▸ Required action:
Everything in the listing must be repeated exactly, apart from the images.

▸ Available data:
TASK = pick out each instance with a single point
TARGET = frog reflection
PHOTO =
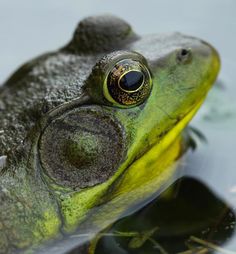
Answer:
(187, 218)
(94, 128)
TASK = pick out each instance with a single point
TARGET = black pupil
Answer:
(131, 81)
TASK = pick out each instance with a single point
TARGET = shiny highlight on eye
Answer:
(128, 83)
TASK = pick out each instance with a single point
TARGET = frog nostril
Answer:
(184, 55)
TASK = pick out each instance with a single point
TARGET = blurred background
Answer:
(29, 28)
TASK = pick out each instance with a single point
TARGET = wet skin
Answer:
(92, 130)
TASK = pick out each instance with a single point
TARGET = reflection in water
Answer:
(187, 217)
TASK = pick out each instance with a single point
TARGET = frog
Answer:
(95, 130)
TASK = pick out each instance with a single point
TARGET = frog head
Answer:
(93, 129)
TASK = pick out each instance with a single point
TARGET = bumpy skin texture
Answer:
(41, 201)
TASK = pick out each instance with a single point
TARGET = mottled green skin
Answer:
(34, 207)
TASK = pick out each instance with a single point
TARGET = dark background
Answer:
(29, 28)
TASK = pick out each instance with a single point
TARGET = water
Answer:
(28, 29)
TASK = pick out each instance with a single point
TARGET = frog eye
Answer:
(127, 83)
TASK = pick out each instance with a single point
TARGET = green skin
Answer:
(54, 110)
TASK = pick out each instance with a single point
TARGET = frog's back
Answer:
(55, 78)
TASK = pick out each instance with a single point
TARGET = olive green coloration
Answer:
(93, 130)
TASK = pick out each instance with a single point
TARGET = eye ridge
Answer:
(130, 83)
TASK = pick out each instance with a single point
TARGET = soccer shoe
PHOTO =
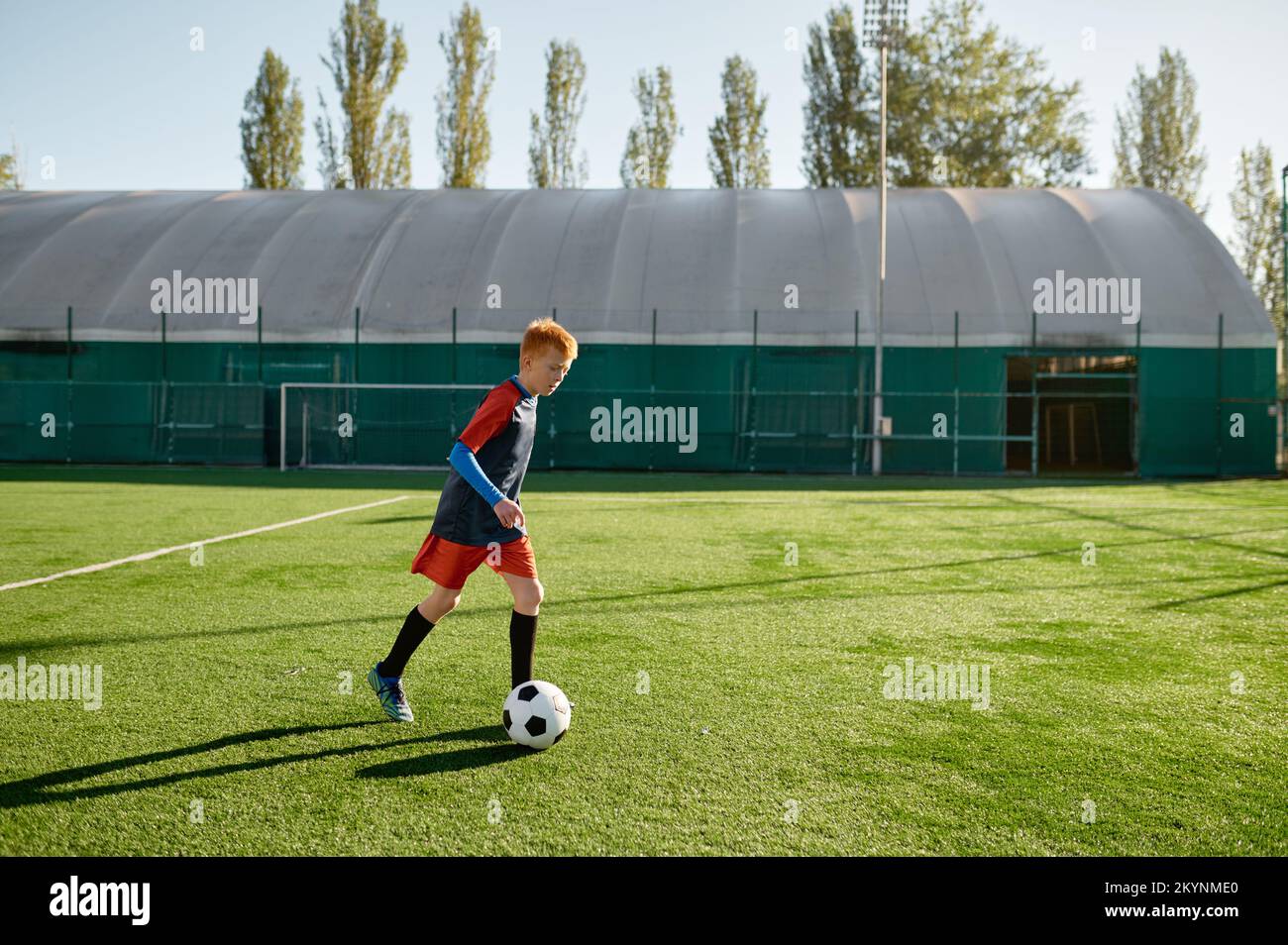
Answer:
(391, 698)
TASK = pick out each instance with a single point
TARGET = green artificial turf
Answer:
(726, 702)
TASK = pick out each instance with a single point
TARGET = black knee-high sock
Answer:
(523, 647)
(413, 632)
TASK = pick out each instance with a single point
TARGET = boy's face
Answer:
(546, 369)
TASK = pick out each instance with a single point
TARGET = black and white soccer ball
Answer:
(536, 713)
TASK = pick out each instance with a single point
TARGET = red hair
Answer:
(545, 334)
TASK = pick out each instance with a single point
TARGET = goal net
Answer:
(373, 425)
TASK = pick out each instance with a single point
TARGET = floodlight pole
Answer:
(883, 22)
(877, 411)
(1283, 327)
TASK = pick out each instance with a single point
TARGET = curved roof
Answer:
(605, 259)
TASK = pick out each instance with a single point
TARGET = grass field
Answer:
(726, 702)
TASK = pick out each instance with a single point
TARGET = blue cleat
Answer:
(391, 698)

▸ The answer:
TASK = pick out each instance with a single point
TARGET = frog reflection
PHOTO =
Answer:
(187, 218)
(94, 128)
TASK = pick out each instance with a single point
TARGET = black pupil
Answer:
(131, 81)
TASK = pick out each instance with a single point
TARGET = shiny highlight on eye
Answer:
(128, 83)
TASK = pick out each instance with a single point
TARGET = frog nostril
Answer:
(184, 55)
TASK = pick out each instance with a single point
TARGET = blurred background
Answer:
(29, 28)
TASK = pick out each instance with a single point
TARGET = wet skin
Answer:
(92, 130)
TASK = pick out each instance with a single point
TARGET = reflection in water
Answer:
(187, 217)
TASK = pick out each instance with a single point
TARGET = frog
Answer:
(95, 130)
TASK = pick out each instance with a single point
TARGET = frog head
Answer:
(93, 129)
TASK = pick out each instance with a single point
TARGET = bumpy skin texture
Answer:
(41, 201)
TASK = pick out each instance with a single point
TARGET = mottled green skin
Answer:
(34, 207)
TASK = pick out each instance with a single point
TARGET = dark background
Answer:
(29, 28)
TASK = pick out each instance with a single point
TARGET = water
Answer:
(28, 29)
TASK = pick out each instance with a single point
TARGET = frog eye
Answer:
(127, 83)
TASK = pick out each instance with a single point
TARGET = green skin
Answer:
(54, 110)
TASK = pick out each instance with a single point
TARGET = frog's back
Answer:
(55, 78)
TASK = pick out each instance with a single point
TARGET = olive green coloration
Answer:
(93, 130)
TASK = pick out each instance with a single point
TARGET = eye ridge
Answer:
(130, 83)
TASK = pick out each instance with a single point
TARGET = soccer shoe
PHOTO =
Answer:
(391, 698)
TASK = pick out each instance with a single point
TARGET = green artificial turf
Answer:
(726, 702)
TASK = pick out each instance with a single point
TARGET = black knee-high sock
Answer:
(523, 647)
(413, 632)
TASK = pick out each instance with a single point
TARGET = boy's face
Answer:
(546, 369)
TASK = pick out each instance with a single point
TARGET = black and white soccer ball
Answer:
(536, 713)
TASK = pick out each instance with a single point
TARGET = red hair
Answer:
(545, 334)
TASK = pick out each instance with a single point
TARGET = goal net
Answer:
(373, 425)
TASK = pick out each instance with a single point
TARGET = floodlight pole
Answer:
(883, 22)
(877, 411)
(1283, 327)
TASK = pick out each instance with a single point
TARGET = curved roof
Answer:
(605, 259)
TASK = pick out each instance with a single point
TARGET = grass field
Answer:
(726, 702)
TASK = pick out each instance with a single point
TARGET = blue cleat
Answer:
(391, 698)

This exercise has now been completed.